Work to complete = Without copying the images, write out all the entries below verbatim.

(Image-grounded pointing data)
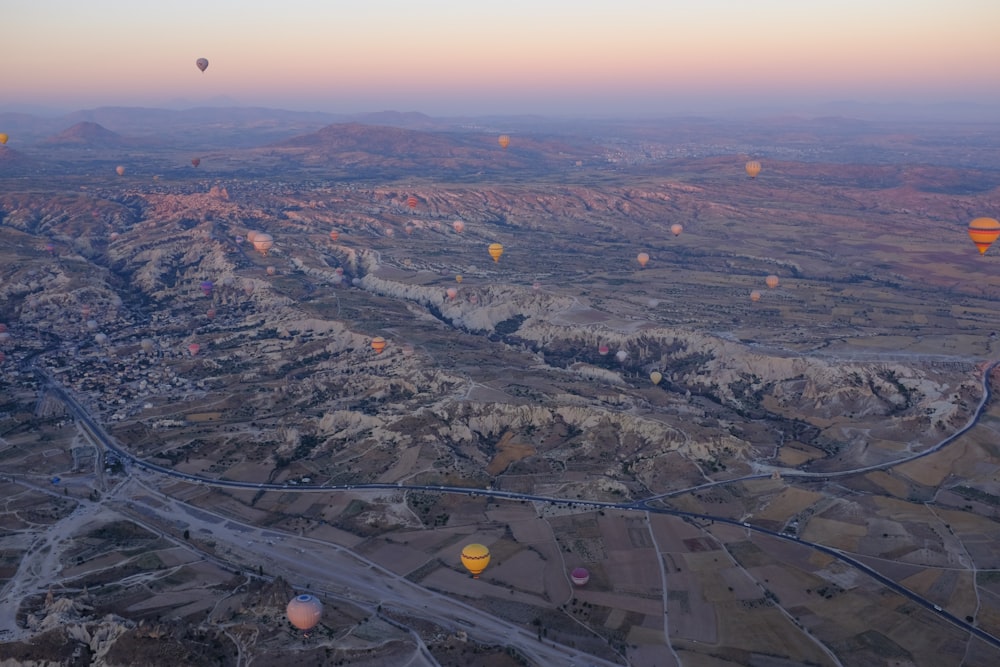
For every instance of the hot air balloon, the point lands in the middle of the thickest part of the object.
(475, 558)
(262, 243)
(983, 232)
(304, 611)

Result below =
For every instance of the hot air balloon, the point lands in the middle of the thickest part of the object.
(475, 558)
(262, 243)
(983, 232)
(304, 611)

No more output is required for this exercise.